**WRITTEN TASK 1**
Can you extract the records, from the line containing "Pin the white baseboard" through the end of the records, and reproduce them verbatim with both ends included and the pictures left out?
□ □ □ □
Boost logo

Boost Users :

Subject: Re: [Boost-users] How efficient is the boost::regex library?
From: Brian Vandenberg (phantall+boost_at_[hidden])
Date: 2011-10-28 09:44:22


 Adding to what John has said, if I may I'll offer some anecdotal advice.

 Efficient use of regular expressions with /any/ implementation of a
regex library has a lot more to do with you writing an intelligent
regular expression, and knowing when it's appropriate to use them.
Certainly the engine helps, but if you write a stupid regular
expression, or attempt to use an RE for a task REs aren't well-suited
for, you won't get great results.

 You can find corner cases where perl-compatible REs have poor
performance, but there are features offered that make it possible to
tweak that regular expression to get better performance.

 I've used regular expressions from perl, ruby, python, C#, PCRE,
boost::regex, grep, awk, sed, mysql, postgres, and probably a few
others. Most commonly I prefer grep for one-liners, and
perl-compatible engines in code; I don't run into the corner cases in
my work for the simple fact that they're corner cases -- that is to
say, you don't run into them unless you're looking for them, or you do
something otherwise out-of-the-ordinary.

-Brian

On Fri, Oct 28, 2011 at 2:50 AM, John Maddock <boost.regex_at_[hidden]> wrote:
>> Thanks John. I would be interested in seeing comparisons of
>> boost:regex with other regex libraries.
□ □ □ □
**WRITTEN TASK 2**
Could you copy the mailing-list post on boost::regex efficiency above, word for word?

**DATASET RECORDS**
□ □ □ □
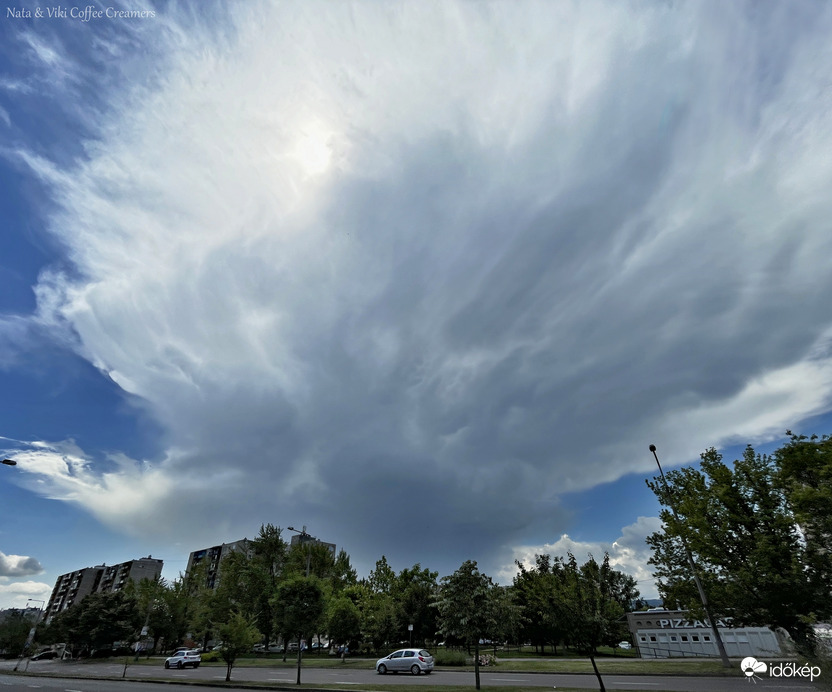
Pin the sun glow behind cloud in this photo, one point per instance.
(323, 244)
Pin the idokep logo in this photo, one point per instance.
(751, 668)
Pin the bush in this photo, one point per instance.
(449, 658)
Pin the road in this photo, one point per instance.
(354, 678)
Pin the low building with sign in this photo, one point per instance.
(659, 633)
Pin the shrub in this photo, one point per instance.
(449, 658)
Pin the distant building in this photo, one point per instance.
(70, 589)
(659, 633)
(214, 556)
(305, 538)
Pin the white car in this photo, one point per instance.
(414, 660)
(183, 659)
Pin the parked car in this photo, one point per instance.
(415, 660)
(183, 659)
(44, 656)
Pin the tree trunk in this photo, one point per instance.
(597, 673)
(477, 662)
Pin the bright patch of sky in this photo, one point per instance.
(427, 278)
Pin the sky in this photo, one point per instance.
(425, 278)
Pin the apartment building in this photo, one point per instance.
(71, 588)
(213, 557)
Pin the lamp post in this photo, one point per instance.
(31, 636)
(705, 606)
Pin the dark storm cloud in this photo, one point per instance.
(411, 280)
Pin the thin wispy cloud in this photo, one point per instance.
(398, 267)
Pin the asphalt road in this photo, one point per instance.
(354, 678)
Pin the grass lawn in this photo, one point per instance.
(612, 666)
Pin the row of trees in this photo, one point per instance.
(277, 592)
(760, 531)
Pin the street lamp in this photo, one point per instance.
(707, 608)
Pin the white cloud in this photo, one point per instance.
(17, 594)
(629, 553)
(324, 245)
(18, 566)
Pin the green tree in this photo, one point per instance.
(593, 612)
(754, 563)
(238, 634)
(14, 631)
(98, 621)
(299, 608)
(540, 596)
(344, 621)
(804, 473)
(149, 595)
(413, 591)
(266, 568)
(467, 606)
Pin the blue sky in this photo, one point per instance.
(427, 278)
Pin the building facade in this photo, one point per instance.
(659, 633)
(213, 556)
(70, 589)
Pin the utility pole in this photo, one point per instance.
(694, 571)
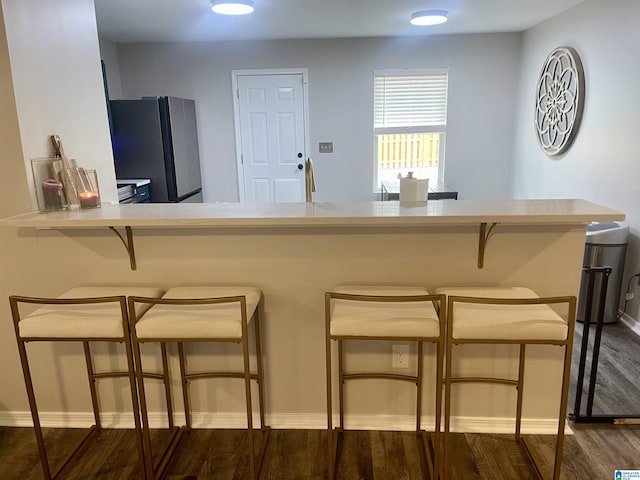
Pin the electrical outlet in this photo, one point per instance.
(325, 147)
(400, 356)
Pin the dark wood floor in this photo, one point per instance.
(594, 452)
(617, 386)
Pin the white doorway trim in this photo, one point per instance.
(236, 112)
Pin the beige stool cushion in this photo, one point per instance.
(98, 320)
(198, 321)
(503, 322)
(379, 319)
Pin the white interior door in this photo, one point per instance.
(271, 118)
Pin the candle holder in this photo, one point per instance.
(48, 183)
(86, 185)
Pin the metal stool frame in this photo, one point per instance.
(431, 446)
(255, 461)
(15, 302)
(518, 383)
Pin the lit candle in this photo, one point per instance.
(52, 195)
(88, 199)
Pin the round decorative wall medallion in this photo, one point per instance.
(559, 100)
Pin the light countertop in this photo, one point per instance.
(440, 212)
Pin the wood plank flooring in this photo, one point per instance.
(594, 452)
(617, 387)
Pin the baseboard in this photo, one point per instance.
(313, 421)
(631, 322)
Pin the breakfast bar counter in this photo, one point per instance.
(295, 253)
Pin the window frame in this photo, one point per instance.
(440, 129)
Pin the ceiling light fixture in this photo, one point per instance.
(429, 17)
(232, 7)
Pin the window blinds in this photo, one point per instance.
(410, 101)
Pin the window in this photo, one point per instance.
(410, 119)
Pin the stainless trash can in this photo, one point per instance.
(606, 246)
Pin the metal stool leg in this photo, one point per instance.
(247, 386)
(34, 410)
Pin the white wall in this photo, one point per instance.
(55, 62)
(50, 82)
(603, 164)
(483, 71)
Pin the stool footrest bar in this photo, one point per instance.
(195, 376)
(503, 381)
(388, 376)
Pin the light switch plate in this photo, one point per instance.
(326, 147)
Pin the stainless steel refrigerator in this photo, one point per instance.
(156, 138)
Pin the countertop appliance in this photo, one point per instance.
(133, 190)
(156, 138)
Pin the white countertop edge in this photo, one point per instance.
(432, 213)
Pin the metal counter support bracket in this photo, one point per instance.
(128, 244)
(482, 241)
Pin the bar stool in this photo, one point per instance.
(511, 316)
(82, 314)
(384, 313)
(201, 314)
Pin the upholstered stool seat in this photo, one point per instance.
(201, 314)
(504, 322)
(510, 316)
(84, 314)
(357, 312)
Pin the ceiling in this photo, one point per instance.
(125, 21)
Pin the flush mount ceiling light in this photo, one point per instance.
(232, 7)
(429, 17)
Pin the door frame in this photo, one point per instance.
(236, 111)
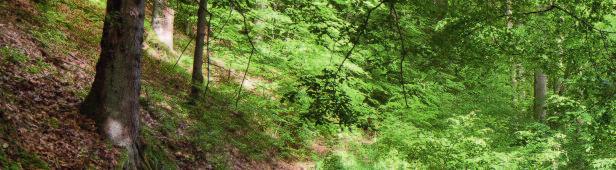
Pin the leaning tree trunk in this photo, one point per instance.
(162, 22)
(197, 75)
(541, 87)
(113, 100)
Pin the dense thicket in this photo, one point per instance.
(455, 83)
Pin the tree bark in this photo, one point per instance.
(197, 75)
(113, 100)
(541, 86)
(162, 22)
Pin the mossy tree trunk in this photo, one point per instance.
(113, 100)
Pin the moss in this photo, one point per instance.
(156, 156)
(13, 55)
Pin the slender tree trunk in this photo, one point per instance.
(514, 64)
(197, 75)
(113, 100)
(162, 22)
(541, 87)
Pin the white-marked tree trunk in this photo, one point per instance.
(113, 100)
(541, 89)
(202, 32)
(162, 22)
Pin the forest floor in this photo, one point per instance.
(47, 63)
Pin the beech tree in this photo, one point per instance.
(197, 75)
(162, 22)
(113, 100)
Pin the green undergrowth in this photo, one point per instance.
(12, 156)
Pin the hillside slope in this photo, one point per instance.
(48, 52)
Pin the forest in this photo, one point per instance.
(307, 84)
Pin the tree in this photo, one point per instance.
(113, 100)
(541, 82)
(197, 75)
(162, 22)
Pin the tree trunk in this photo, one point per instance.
(197, 75)
(541, 87)
(162, 22)
(113, 100)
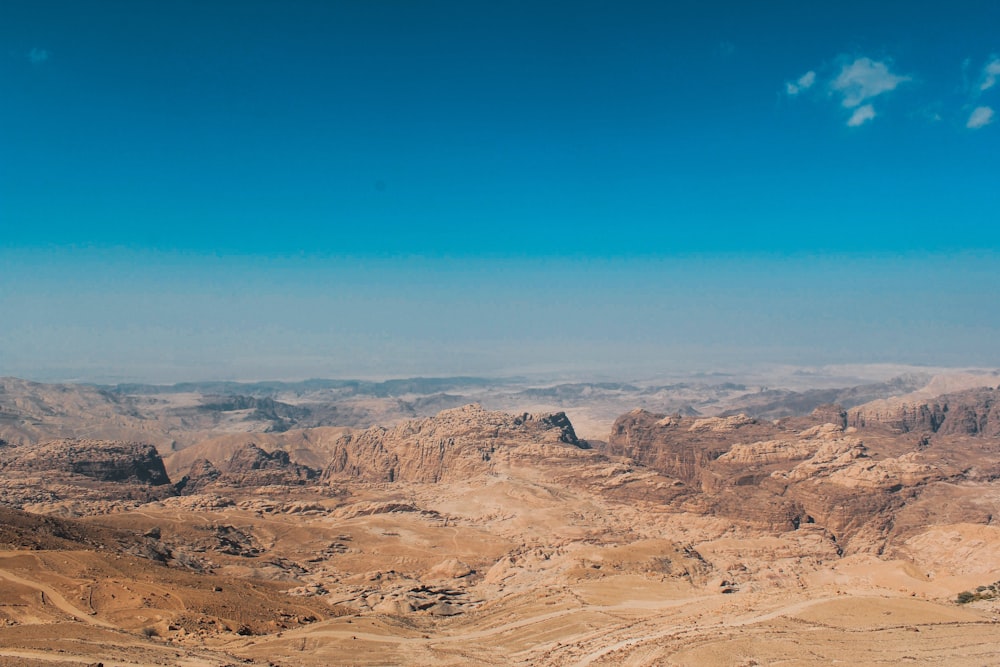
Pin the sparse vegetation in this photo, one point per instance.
(982, 593)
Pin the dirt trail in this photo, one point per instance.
(53, 597)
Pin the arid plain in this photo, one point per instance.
(705, 521)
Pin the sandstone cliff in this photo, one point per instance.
(452, 445)
(972, 412)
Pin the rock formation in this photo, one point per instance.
(449, 446)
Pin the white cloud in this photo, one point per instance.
(864, 79)
(980, 117)
(861, 116)
(804, 82)
(38, 56)
(990, 74)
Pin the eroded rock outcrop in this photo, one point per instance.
(974, 412)
(452, 445)
(249, 466)
(101, 460)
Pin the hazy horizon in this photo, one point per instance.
(195, 191)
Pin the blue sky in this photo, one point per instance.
(263, 189)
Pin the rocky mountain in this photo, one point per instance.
(804, 471)
(451, 445)
(247, 467)
(973, 412)
(75, 470)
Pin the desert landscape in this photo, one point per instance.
(457, 521)
(536, 334)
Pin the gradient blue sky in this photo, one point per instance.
(263, 189)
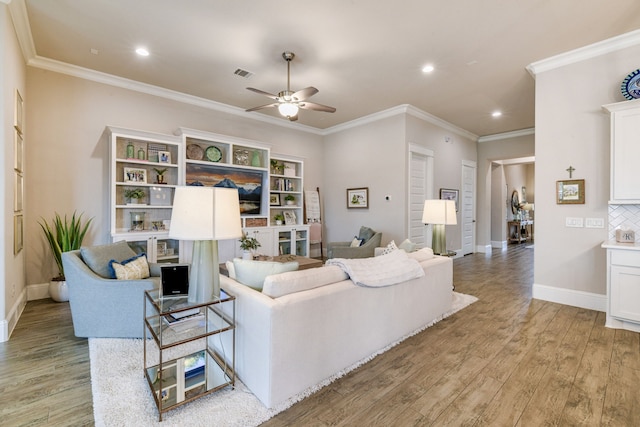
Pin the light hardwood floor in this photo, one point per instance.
(506, 360)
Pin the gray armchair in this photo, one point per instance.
(371, 240)
(105, 308)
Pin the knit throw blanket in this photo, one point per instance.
(384, 270)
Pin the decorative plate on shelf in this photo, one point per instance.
(213, 154)
(194, 152)
(630, 86)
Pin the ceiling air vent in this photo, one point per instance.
(243, 73)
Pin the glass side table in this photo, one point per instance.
(189, 348)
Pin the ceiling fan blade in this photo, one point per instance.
(316, 107)
(261, 92)
(305, 93)
(275, 104)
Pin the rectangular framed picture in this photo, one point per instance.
(18, 115)
(449, 194)
(18, 235)
(357, 198)
(570, 192)
(17, 139)
(135, 175)
(164, 156)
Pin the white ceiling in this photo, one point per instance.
(364, 56)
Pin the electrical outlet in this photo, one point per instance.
(574, 222)
(594, 223)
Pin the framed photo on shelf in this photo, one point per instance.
(570, 192)
(449, 194)
(135, 175)
(164, 156)
(290, 218)
(357, 197)
(18, 115)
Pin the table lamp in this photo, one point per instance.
(205, 215)
(439, 213)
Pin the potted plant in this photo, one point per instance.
(63, 236)
(131, 194)
(277, 167)
(160, 175)
(248, 245)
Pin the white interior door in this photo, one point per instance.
(468, 206)
(420, 188)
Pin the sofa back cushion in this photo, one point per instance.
(302, 280)
(97, 258)
(253, 273)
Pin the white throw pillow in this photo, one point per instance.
(390, 248)
(355, 242)
(253, 273)
(278, 285)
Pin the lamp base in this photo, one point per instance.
(204, 283)
(439, 239)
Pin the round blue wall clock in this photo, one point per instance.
(630, 86)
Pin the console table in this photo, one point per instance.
(520, 231)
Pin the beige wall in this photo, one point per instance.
(572, 130)
(13, 293)
(68, 156)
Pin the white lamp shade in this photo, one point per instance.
(439, 212)
(205, 213)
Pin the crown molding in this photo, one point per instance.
(507, 135)
(587, 52)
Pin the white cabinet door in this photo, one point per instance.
(624, 298)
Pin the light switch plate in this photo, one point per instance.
(574, 222)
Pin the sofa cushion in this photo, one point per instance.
(421, 255)
(365, 234)
(253, 273)
(408, 246)
(297, 281)
(97, 257)
(390, 248)
(133, 268)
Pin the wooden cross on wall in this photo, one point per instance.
(570, 170)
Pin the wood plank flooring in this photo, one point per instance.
(506, 360)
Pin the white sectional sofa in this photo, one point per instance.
(317, 322)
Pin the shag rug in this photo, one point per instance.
(121, 396)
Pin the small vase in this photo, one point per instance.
(58, 290)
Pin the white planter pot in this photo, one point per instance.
(58, 290)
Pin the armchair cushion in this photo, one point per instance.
(97, 258)
(132, 268)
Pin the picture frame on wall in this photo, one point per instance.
(138, 175)
(358, 198)
(570, 191)
(450, 194)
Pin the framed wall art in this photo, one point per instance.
(449, 194)
(570, 192)
(357, 198)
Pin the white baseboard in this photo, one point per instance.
(7, 325)
(497, 244)
(38, 291)
(570, 297)
(486, 249)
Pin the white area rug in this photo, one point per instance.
(121, 396)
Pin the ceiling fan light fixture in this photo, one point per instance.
(288, 109)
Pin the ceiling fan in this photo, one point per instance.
(289, 102)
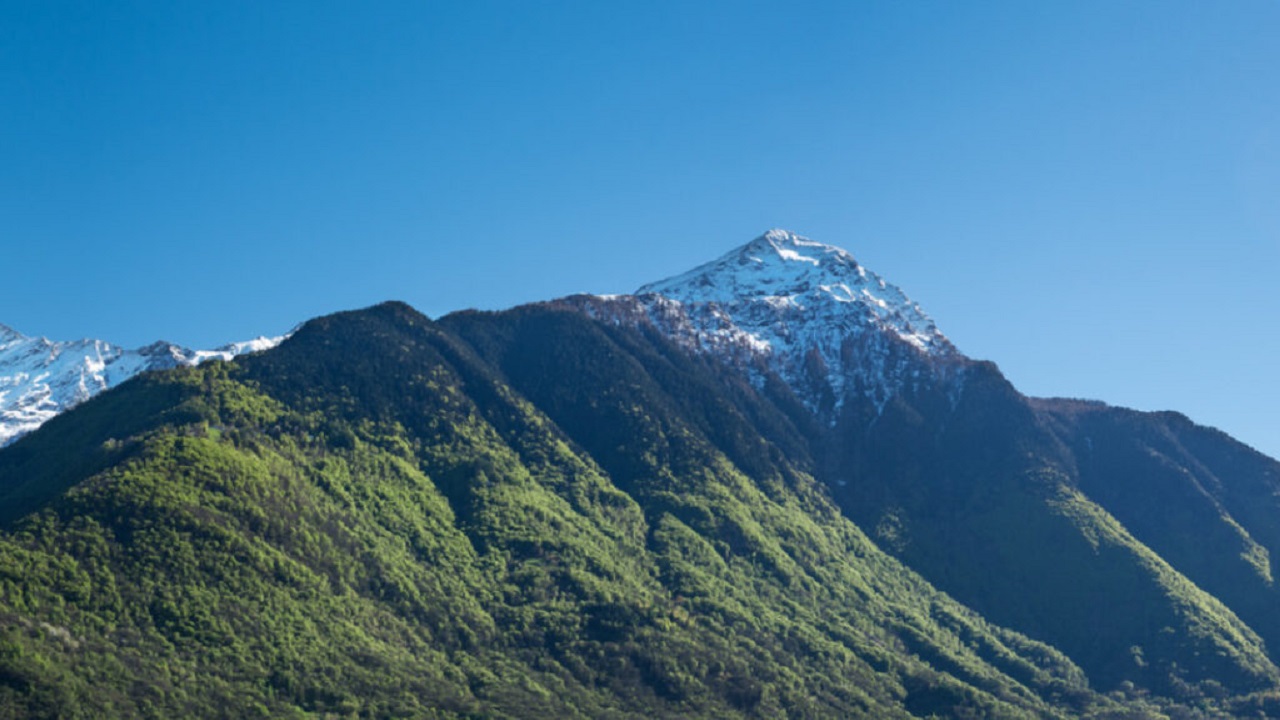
□ □ □ □
**COMPLETE ANSWER 1**
Pin the white baseboard in this photo, one point per instance.
(7, 325)
(497, 244)
(38, 291)
(570, 297)
(486, 249)
Pin the white area rug in this photo, one point per instance.
(121, 396)
Pin the ceiling fan light fixture in this photo, one point per instance.
(288, 109)
Pin the ceiling fan in this photo, one point per instance.
(289, 102)

**COMPLETE ANSWER 2**
Boost logo

Boost Users :

Subject: Re: [Boost-users] How efficient is the boost::regex library?
From: Brian Vandenberg (phantall+boost_at_[hidden])
Date: 2011-10-28 09:44:22


 Adding to what John has said, if I may I'll offer some anecdotal advice.

 Efficient use of regular expressions with /any/ implementation of a
regex library has a lot more to do with you writing an intelligent
regular expression, and knowing when it's appropriate to use them.
Certainly the engine helps, but if you write a stupid regular
expression, or attempt to use an RE for a task REs aren't well-suited
for, you won't get great results.

 You can find corner cases where perl-compatible REs have poor
performance, but there are features offered that make it possible to
tweak that regular expression to get better performance.

 I've used regular expressions from perl, ruby, python, C#, PCRE,
boost::regex, grep, awk, sed, mysql, postgres, and probably a few
others. Most commonly I prefer grep for one-liners, and
perl-compatible engines in code; I don't run into the corner cases in
my work for the simple fact that they're corner cases -- that is to
say, you don't run into them unless you're looking for them, or you do
something otherwise out-of-the-ordinary.

-Brian

On Fri, Oct 28, 2011 at 2:50 AM, John Maddock <boost.regex_at_[hidden]> wrote:
>> Thanks John. I would be interested in seeing comparisons of
>> boost:regex with other regex libraries.